Rewrite the records starting at the line containing "for the thicket" and ending at the line containing "[623, 640, 849, 952]", requests included, and raise every bounding-box coordinate in those lines by 133.
<<<<
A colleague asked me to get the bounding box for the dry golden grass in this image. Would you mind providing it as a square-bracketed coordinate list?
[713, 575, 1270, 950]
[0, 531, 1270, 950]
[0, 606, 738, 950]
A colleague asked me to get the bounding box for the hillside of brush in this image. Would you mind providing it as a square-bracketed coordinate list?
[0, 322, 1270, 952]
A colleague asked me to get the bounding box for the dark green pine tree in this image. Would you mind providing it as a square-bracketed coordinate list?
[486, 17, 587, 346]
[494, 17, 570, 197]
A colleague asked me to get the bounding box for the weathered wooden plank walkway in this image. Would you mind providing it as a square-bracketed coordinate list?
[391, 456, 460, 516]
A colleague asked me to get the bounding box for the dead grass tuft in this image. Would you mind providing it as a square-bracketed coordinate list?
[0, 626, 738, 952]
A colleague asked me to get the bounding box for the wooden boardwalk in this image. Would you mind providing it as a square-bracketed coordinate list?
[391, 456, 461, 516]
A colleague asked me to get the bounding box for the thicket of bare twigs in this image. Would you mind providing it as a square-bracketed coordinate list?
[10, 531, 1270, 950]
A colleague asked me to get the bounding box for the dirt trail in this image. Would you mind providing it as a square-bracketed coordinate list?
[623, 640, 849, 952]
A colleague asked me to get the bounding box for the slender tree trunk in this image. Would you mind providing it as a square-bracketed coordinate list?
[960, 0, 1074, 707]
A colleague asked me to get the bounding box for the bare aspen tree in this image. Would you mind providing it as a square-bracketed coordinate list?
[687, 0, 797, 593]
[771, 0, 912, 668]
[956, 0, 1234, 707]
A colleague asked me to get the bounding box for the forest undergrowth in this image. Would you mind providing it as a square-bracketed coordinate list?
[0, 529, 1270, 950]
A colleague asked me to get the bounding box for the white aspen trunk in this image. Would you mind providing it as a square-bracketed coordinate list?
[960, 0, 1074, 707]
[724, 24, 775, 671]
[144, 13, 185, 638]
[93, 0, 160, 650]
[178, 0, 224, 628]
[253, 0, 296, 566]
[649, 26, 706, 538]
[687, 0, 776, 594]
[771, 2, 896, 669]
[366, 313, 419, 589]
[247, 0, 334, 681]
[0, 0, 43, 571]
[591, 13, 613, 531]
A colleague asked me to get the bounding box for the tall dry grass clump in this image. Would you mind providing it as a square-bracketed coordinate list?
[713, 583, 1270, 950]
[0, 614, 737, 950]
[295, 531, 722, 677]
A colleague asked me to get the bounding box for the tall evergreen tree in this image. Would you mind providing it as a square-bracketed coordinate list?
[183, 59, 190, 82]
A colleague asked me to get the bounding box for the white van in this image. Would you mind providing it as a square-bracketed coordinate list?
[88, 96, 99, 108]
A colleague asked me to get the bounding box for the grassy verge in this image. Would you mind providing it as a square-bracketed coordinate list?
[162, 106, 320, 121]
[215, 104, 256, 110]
>>>>
<<<<
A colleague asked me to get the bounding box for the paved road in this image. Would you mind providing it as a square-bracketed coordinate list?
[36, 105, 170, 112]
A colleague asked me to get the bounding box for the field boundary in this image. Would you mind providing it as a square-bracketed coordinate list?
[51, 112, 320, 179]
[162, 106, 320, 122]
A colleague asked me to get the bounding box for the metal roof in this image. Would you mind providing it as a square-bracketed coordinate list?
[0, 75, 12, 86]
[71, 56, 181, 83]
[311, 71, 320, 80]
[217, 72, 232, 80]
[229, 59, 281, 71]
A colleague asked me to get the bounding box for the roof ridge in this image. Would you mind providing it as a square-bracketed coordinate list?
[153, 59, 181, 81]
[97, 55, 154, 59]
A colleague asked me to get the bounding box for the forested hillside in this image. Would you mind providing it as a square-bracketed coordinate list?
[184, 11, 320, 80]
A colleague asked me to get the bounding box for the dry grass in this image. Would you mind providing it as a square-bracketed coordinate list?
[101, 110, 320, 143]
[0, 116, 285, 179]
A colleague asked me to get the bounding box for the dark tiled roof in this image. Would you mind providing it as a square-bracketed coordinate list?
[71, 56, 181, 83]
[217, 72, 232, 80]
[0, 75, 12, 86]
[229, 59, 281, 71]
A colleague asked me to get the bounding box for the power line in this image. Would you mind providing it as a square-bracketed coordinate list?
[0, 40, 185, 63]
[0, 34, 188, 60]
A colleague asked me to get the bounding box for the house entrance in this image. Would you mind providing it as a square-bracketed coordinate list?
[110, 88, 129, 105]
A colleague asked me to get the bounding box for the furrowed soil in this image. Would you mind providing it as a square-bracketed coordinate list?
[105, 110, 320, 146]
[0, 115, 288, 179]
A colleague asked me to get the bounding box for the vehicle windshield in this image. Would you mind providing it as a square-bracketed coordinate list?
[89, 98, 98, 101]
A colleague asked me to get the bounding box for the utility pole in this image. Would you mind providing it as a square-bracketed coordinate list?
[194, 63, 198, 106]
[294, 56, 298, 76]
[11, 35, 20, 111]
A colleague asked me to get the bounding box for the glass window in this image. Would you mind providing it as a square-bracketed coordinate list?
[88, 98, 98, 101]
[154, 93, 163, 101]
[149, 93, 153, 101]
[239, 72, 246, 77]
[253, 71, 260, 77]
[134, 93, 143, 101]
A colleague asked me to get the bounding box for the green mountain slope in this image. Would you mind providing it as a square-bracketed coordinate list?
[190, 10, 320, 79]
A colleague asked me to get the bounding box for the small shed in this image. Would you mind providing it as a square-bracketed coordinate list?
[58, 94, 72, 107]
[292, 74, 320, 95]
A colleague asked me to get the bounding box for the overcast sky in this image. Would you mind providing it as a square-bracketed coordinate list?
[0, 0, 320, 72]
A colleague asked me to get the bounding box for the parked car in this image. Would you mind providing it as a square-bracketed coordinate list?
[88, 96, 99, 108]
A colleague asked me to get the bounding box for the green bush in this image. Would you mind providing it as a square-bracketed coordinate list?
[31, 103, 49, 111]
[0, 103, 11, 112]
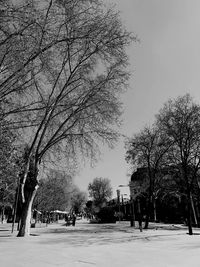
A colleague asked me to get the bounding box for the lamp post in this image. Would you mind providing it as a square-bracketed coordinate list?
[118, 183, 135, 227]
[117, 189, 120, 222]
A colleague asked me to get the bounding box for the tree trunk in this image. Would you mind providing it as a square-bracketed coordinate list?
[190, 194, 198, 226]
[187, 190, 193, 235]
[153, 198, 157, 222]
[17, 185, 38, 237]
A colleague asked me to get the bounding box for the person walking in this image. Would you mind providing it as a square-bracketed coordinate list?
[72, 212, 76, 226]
>>>>
▸ SOLUTION TO THIS EXERCISE
A colleague asked me to get the bounding box for the thicket of bare twigs in this image. Would you mind providing it as a square-bracketed coordinate list?
[143, 664, 1403, 1083]
A colleague asked me to get the bounding box for the dirt trail in this image. Would you mind providing it as a square-bracketed coordinate list?
[756, 773, 982, 1085]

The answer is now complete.